▶ Отрывок текста

--

Интересно отношение меньшевиков к вопросу о всеобщем избирательном праве. Российские социал-демократы не исключали возможности политического и экономического неравноправия различных групп населения. В частности, ограничение прав буржуазии не рассматривалось в качестве некого противоречия принципу демократии, более того, это обстоятельство облегчало существование социалистического строя до того момента, пока данные социальные группы не изжиты. Такое положение свидетельствовало, с одной стороны, о политической гибкости меньшевиков, которые были готовы пойти на временные уступки большевикам с целью достижения гражданского мира, а с другой, об отсутствии механизма сотрудничества с советской властью. Эта уступка, в известной степени, подтверждала правоту большевиков о возможности ограничения демократических прав, одновременно дискредитировав российских социал-демократов в глазах мировой социалистической общественности, так как большевики абсолютизировали данное право. Однако Ф. И. Дан встал на защиту Мартова в указанном вопросе, заявив, что практика развития рабочего движения зачастую противоречила принципам чистого демократизма и доклад Мартова – это не что иное, как теоретическая база уже свершившегося факта[262].
Таким образом, на наш взгляд, проблема соблюдения гражданских прав в советском обществе была одной из ключевых, и Ю. О. Мартов в данном вопросе в какой-то степени придерживался проленинских взглядов.

--

[Фрагмент набора данных]
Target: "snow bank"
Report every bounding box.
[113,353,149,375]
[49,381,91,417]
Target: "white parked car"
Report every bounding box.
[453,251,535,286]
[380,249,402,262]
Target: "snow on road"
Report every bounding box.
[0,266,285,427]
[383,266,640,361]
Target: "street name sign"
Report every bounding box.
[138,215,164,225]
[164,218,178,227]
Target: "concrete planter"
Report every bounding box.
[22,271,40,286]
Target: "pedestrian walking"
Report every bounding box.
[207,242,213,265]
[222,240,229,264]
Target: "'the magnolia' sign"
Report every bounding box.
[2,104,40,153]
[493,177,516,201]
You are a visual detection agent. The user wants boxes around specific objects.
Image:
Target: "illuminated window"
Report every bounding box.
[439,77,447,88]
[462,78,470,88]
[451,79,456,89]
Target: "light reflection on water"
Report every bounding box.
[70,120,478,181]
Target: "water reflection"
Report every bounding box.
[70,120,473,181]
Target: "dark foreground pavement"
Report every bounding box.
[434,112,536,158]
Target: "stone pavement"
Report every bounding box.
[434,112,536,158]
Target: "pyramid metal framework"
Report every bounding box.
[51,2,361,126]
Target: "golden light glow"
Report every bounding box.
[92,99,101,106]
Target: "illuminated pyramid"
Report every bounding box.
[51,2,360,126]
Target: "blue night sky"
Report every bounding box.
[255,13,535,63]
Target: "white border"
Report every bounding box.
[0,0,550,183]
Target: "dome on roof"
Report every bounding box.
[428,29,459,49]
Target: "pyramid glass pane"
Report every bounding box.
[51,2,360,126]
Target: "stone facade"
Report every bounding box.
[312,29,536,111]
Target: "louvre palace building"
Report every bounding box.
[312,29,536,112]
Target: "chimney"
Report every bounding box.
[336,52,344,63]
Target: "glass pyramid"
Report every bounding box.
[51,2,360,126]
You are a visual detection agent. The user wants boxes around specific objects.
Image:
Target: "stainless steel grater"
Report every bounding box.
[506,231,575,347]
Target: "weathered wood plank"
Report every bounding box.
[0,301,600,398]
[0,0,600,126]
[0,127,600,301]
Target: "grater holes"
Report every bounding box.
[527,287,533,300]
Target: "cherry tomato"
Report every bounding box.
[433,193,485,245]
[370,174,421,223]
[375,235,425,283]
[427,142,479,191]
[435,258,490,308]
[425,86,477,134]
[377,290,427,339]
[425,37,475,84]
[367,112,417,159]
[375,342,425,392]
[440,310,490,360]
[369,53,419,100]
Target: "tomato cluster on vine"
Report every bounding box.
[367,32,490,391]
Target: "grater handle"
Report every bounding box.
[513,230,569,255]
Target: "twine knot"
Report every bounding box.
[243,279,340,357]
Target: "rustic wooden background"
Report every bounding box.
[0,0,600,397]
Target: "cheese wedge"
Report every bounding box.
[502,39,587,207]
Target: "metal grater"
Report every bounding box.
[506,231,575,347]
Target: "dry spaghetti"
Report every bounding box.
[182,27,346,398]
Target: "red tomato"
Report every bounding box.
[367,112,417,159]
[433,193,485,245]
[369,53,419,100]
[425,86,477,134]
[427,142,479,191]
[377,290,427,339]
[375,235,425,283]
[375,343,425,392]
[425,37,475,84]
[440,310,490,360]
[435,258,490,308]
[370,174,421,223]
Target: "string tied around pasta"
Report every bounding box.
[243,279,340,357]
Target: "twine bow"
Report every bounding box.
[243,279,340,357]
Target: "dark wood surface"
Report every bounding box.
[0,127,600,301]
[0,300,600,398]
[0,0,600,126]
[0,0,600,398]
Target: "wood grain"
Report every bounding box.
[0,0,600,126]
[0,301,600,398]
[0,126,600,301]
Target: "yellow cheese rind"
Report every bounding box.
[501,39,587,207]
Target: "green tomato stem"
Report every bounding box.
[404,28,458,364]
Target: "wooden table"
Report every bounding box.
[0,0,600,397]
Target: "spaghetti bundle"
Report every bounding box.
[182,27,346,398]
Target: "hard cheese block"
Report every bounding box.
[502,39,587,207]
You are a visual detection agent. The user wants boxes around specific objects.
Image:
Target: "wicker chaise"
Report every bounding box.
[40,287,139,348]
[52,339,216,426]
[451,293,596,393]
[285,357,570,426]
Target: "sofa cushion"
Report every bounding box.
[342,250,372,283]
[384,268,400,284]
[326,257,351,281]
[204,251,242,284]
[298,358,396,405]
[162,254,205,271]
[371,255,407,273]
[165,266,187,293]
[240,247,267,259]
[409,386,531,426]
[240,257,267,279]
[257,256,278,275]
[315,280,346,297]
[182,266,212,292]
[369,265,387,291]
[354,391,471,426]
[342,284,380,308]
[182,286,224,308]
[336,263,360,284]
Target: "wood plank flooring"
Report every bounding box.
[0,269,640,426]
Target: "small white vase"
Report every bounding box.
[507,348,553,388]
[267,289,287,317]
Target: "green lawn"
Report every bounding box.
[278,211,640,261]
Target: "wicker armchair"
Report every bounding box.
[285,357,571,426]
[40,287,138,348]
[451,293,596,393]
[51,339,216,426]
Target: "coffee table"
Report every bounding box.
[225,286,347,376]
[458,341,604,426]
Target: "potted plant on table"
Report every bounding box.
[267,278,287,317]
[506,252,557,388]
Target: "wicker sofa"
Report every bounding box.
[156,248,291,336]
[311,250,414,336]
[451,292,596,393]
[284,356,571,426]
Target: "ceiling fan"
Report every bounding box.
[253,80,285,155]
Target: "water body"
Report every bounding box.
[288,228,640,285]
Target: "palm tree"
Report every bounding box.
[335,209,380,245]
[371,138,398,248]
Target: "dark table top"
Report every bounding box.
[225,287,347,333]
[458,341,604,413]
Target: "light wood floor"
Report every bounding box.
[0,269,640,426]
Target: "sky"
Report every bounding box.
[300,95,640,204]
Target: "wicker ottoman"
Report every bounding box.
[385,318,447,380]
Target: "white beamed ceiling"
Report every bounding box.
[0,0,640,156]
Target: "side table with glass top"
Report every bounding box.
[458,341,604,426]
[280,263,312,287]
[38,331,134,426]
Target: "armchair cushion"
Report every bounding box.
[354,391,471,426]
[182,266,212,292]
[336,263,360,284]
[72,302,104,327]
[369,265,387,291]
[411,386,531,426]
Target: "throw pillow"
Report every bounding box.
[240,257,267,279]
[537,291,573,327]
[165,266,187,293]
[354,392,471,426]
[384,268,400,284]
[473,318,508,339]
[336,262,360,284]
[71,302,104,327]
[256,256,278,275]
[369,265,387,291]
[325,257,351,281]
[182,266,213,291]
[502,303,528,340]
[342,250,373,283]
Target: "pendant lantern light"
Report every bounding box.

--

▶ Что нужно сделать
Воспроизведите без изменений часть отрывка о меньшевиках между словами «Таким образом, на» и «придерживался проленинских взглядов.», включая их самих. Записи из набора данных никак не связаны с отрывком о меньшевиках.

▶ Результат выполнения
Таким образом, на наш взгляд, проблема соблюдения гражданских прав в советском обществе была одной из ключевых, и Ю. О. Мартов в данном вопросе в какой-то степени придерживался проленинских взглядов.